▶ **TO DO**
Copy out the lines from the one containing "For each instance of the white metal" through the end of the items below, requests included. Multiply each x and y coordinate in the answers by 0.2 and round it to a whole number, with halves rounding up. Give only those lines.

▶ **EXTRACTED INFORMATION**
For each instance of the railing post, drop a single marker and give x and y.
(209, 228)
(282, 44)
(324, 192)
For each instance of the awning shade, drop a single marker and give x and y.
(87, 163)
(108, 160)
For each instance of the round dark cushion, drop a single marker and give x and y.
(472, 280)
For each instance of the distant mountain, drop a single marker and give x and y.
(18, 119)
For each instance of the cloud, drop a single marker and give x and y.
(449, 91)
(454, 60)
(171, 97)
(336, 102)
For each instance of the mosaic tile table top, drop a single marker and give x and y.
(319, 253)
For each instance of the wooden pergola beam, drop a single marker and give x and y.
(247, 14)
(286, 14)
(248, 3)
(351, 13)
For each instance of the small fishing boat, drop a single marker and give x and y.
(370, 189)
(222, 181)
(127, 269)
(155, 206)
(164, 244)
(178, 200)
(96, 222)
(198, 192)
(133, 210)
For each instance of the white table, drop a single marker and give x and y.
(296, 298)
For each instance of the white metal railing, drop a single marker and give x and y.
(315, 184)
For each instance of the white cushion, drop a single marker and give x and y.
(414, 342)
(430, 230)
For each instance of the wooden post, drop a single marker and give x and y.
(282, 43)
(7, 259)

▶ **RESULT**
For each instance of the white metal railing, drop a single marker and give x and y.
(63, 37)
For each instance of the white cushion, drop a single marker and give x and y.
(83, 68)
(86, 46)
For each instance of the wooden post, drop a single marker and give x and y.
(56, 9)
(1, 52)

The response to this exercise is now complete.